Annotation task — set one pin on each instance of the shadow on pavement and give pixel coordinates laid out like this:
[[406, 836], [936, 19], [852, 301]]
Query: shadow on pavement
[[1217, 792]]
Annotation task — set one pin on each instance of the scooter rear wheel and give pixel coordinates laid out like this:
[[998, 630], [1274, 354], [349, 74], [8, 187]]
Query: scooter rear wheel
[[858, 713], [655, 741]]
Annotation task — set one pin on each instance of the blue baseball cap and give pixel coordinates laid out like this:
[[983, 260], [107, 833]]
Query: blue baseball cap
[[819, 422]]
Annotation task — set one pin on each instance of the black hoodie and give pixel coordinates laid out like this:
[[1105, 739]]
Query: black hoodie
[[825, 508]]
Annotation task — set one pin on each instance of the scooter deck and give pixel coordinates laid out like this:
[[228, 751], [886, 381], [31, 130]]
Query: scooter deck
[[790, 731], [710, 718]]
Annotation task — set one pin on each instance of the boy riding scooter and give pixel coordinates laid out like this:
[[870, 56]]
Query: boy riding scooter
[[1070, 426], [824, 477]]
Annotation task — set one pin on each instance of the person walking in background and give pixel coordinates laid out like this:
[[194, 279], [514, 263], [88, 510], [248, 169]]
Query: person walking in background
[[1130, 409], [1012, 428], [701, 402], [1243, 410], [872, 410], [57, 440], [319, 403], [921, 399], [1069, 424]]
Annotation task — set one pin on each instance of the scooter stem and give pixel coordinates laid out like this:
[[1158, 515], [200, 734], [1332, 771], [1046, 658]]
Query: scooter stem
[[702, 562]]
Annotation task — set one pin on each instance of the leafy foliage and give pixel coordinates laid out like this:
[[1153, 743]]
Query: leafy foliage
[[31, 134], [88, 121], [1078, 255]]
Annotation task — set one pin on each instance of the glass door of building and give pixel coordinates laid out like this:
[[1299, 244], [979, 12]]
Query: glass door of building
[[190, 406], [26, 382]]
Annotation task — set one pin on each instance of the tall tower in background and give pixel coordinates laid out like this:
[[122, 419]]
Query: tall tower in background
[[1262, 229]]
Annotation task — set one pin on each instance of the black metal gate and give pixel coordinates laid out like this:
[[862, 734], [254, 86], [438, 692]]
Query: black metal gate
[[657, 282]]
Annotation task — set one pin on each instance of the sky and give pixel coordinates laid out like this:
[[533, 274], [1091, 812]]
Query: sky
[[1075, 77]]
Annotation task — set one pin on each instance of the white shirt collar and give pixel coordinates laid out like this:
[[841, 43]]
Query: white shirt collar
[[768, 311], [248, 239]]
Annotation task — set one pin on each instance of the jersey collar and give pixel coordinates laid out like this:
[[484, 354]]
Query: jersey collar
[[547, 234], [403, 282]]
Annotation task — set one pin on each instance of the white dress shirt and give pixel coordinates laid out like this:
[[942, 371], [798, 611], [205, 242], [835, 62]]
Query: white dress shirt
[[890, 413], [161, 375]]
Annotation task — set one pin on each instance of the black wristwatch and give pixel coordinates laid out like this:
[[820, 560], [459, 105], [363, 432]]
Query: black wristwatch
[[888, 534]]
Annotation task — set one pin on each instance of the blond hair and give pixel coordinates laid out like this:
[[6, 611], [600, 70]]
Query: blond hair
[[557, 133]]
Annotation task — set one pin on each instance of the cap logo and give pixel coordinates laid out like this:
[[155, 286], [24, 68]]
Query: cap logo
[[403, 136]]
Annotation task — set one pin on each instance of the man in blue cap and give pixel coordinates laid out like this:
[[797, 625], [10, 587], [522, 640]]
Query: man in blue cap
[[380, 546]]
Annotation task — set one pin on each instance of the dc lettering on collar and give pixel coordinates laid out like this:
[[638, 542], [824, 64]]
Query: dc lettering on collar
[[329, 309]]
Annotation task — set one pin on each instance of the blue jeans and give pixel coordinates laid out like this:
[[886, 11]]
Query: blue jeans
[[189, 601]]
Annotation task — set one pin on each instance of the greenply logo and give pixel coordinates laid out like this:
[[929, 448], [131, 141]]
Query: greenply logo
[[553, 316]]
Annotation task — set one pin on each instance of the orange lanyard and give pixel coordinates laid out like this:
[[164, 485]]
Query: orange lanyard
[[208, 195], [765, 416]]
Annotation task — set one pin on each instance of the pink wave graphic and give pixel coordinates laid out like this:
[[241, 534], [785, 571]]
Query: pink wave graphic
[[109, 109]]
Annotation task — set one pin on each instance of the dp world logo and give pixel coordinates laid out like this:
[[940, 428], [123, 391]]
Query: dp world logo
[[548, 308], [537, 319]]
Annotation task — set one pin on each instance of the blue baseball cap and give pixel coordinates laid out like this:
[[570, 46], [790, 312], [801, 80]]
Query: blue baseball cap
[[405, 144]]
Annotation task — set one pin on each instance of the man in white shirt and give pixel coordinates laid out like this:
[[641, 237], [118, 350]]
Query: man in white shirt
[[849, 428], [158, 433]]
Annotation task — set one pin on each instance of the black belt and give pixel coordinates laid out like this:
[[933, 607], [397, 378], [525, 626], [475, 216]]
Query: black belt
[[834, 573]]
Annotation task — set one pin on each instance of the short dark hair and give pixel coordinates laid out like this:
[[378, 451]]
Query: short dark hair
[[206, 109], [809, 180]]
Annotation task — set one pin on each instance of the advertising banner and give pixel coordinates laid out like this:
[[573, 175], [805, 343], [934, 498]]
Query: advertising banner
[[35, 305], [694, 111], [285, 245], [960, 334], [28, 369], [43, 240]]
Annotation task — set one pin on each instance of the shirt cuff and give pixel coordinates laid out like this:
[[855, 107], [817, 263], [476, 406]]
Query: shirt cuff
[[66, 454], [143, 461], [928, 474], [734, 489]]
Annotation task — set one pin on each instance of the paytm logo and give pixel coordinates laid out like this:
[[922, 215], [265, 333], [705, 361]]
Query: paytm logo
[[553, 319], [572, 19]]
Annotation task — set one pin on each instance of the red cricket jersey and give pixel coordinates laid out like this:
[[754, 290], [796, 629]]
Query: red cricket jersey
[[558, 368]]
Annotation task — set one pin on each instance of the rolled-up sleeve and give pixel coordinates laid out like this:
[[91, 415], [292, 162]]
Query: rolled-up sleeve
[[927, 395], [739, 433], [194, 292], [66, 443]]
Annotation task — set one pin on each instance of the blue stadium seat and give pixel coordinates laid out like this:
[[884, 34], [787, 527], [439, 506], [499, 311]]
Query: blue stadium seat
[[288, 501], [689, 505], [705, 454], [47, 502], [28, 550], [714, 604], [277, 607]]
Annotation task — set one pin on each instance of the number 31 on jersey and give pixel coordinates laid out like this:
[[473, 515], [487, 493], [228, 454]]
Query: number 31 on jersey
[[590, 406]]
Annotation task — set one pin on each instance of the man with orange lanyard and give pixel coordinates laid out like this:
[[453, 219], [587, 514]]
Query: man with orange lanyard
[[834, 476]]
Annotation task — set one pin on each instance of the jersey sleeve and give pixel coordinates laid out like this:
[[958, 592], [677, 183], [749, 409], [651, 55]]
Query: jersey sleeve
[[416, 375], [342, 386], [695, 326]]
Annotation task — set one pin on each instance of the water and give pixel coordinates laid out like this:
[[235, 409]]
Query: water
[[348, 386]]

_____

Your objective: Across the whole listing, every line must be copied exactly.

Exercise solution:
Annotation task — set one pin on each instance of the shadow on pavement and give pixel coordinates laid out like this:
[[406, 836], [936, 19], [852, 301]]
Query: shadow on pavement
[[1217, 792]]
Annotation task — set one pin on each instance of the scooter rear wheel and give pixel coordinates laid out like this:
[[998, 630], [1274, 354], [349, 74], [8, 187]]
Query: scooter rear wheel
[[858, 713], [655, 741]]
Annotation task — set one pin on each instance of the blue baseball cap and give pixel coordinates laid out like this:
[[983, 260], [107, 833]]
Query: blue baseball cap
[[819, 422]]
Annotation task — set one pin on each instance of the black hoodie and give pixel coordinates laid out like this:
[[1105, 739]]
Query: black hoodie
[[825, 508]]
Annotation task — set one pin on each instance of the scooter deck and give pixel coordinates laid out like this:
[[228, 751], [886, 381], [31, 130]]
Query: scooter deck
[[790, 731], [710, 718]]
Annotation task — set one pin on each instance of the boy riding scooter and give pixel coordinates laid out like this:
[[870, 56]]
Query: boy riding scooter
[[1070, 426], [824, 477]]
Annotation task — set one pin on each instance of the person walking in background and give pixel coordinates laid out like this:
[[194, 279], [514, 263], [88, 510], [248, 169]]
Query: person walking in background
[[1130, 409], [1012, 428], [701, 402], [1243, 410], [872, 410], [57, 440], [319, 403], [921, 399], [1069, 424]]
Annotation task — set one pin on each instance of the scooter stem and give pixel coordinates laid out like this:
[[1158, 515], [200, 734], [1332, 771], [1046, 658]]
Query: scooter stem
[[702, 562]]
Annotation task — set one pin on each instance of the leafy foliage and give pixel coordinates laid out like this:
[[1153, 743]]
Query: leafy foliage
[[31, 134], [88, 121], [1078, 255]]
Annotation task — set one pin on each instance of the glass door of building and give pixel coordinates laid out like this:
[[1299, 244], [979, 12]]
Query: glass door of building
[[190, 406], [26, 382]]
Annotation task — set one pin on each instance of the tall tower in background and give pixel coordinates laid out like this:
[[122, 419]]
Query: tall tower in background
[[1262, 229]]
Annotation task — set one pin on each instance of the black metal gate and give pixel coordinates laid out like this:
[[862, 734], [254, 86], [438, 692]]
Query: black metal gate
[[657, 282]]
Annotation task — set one pin on each instance of the sky and give pixel coordinates laid out like this:
[[533, 274], [1091, 812]]
Query: sky
[[1075, 77]]
Annotation task — set one pin on each instance of the white shirt collar and give pixel coordinates laid out like this:
[[841, 43]]
Query: white shirt collar
[[768, 311], [248, 239]]
Annotation task — set one pin on each instance of the jersey collar and give pixel coordinates laid out like this:
[[484, 354]]
Query: jersey collar
[[547, 234], [403, 282]]
Annotation task — set one pin on each instance of the white dress shirt and give pixel coordinates laid out like this:
[[942, 371], [798, 611], [205, 242], [835, 62]]
Query: white dress shirt
[[890, 413], [161, 375]]
Annotation task — set one pin on each instance of the black wristwatch and give pixel coordinates laid out like this:
[[820, 560], [459, 105], [363, 432]]
Query: black wristwatch
[[888, 534]]
Annotation task — set one pin on each instance of the blond hair and give pixel coordinates laid out like this:
[[6, 611], [600, 70]]
Query: blond hair
[[557, 133]]
Annotation task — set one pin on each instance of the cap logo and give pixel coordinates laid out like this:
[[155, 286], [24, 68]]
Query: cap logo
[[403, 136]]
Annotation task — set one pin on each instance of the man in blue cap and give pixel coordinates laid out like this:
[[797, 625], [10, 587], [522, 640]]
Query: man in blue cap
[[380, 546]]
Annotation task — set one pin on each instance of the dc lettering on collar and give pixel coordinates laid out like this:
[[638, 542], [824, 64]]
Query: dc lettering on collar
[[329, 309]]
Annotation task — set one pin on each instance of the blue jeans and give pixel coordinates laid out like this:
[[886, 11]]
Query: blue jeans
[[189, 601]]
Annotation task — set one pin on each instance of the greenply logo and give pixel coordinates laid out like this:
[[929, 448], [131, 141]]
Query: greenply logo
[[553, 316]]
Annotation task — set one pin on each instance of the orange lanyard and give pixel coordinates laid out like this:
[[164, 485]]
Query: orange lanyard
[[208, 195], [765, 416]]
Annotation task — set one pin on each instance of the pink wave graphic and give pixel coordinates laid out like this:
[[241, 534], [785, 571]]
Query: pink wave graphic
[[109, 109]]
Annotation task — set one pin on each instance of the dp world logo and give pixel coordinates laid out like this:
[[940, 428], [123, 391]]
Query: dp world logo
[[548, 308], [537, 319]]
Annotation task — set one pin on each instance of the blue baseball cap and give pixel coordinates laid out like this:
[[570, 46], [790, 312], [801, 80]]
Query: blue baseball cap
[[405, 144]]
Annotation task — set one pin on each instance of the man in white shirt and give pixel coordinates laid out like this:
[[641, 237], [118, 350]]
Query: man in white shirt
[[849, 428], [158, 433]]
Annotation task — set one pin on each instance of the black belt and give pixel coordinates laid out like this:
[[933, 607], [397, 378], [525, 626], [475, 216]]
Query: black belt
[[834, 573]]
Annotation task — set one pin on each instance of the short dark hair and give pixel coordinates laid out like this:
[[378, 451]]
Query: short dark hair
[[206, 109], [809, 180]]
Annotation task — set one pin on each instance of the advertising banner and give pixel coordinates laid out like this:
[[573, 175], [805, 343], [934, 498]]
Query: advertising banner
[[35, 305], [694, 111], [285, 245], [960, 334], [28, 369], [43, 240]]
Annotation task — set one pin on each instance of the shirt cuff and give pixel coordinates laid out like this:
[[855, 107], [817, 263], [476, 406]]
Query: shirt cuff
[[66, 454], [143, 461], [928, 474], [734, 489]]
Annotation task — set one pin on each instance of the paytm logo and give pixel coordinates laid out like this:
[[922, 215], [265, 333], [705, 361]]
Query: paytm logo
[[553, 319], [572, 19]]
Annotation task — set one pin on each instance of the red cricket jersey and give pixel coordinates laid out like this:
[[754, 290], [796, 629]]
Query: red cricket jersey
[[558, 368]]
Annotation task — set one pin on each instance of the rolled-up sleeve and give pixel coordinates laid out like this:
[[91, 415], [292, 162]]
Query: rolled-up sleeve
[[927, 395], [739, 433], [194, 292], [66, 443]]
Annotation task — set one pin on each instance of the blue stadium seat and give pixel coordinates laid out like this:
[[884, 34], [787, 527], [439, 506], [499, 311]]
Query: blue stadium seat
[[288, 501], [689, 505], [705, 454], [47, 502], [28, 550], [714, 604], [277, 607]]
Annotation task — set one pin on each instance of the number 31 on jersey and give pixel coordinates laid out like this:
[[473, 515], [487, 493], [228, 454]]
Query: number 31 on jersey
[[590, 406]]
Annotation task — set one pin on each instance of the man with orange lanyard and give pixel coordinates laid out like this:
[[453, 219], [587, 514]]
Query: man with orange lanyard
[[834, 476]]
Annotation task — set one pin on each instance of the jersey sleeve and give pixel coordinates laid out like this:
[[958, 592], [677, 183], [749, 409], [651, 55]]
Query: jersey sleeve
[[416, 375], [342, 386], [695, 326]]
Annotation task — set one pin on each instance of the water and give pixel coordinates laid out like this:
[[235, 409]]
Query: water
[[348, 386]]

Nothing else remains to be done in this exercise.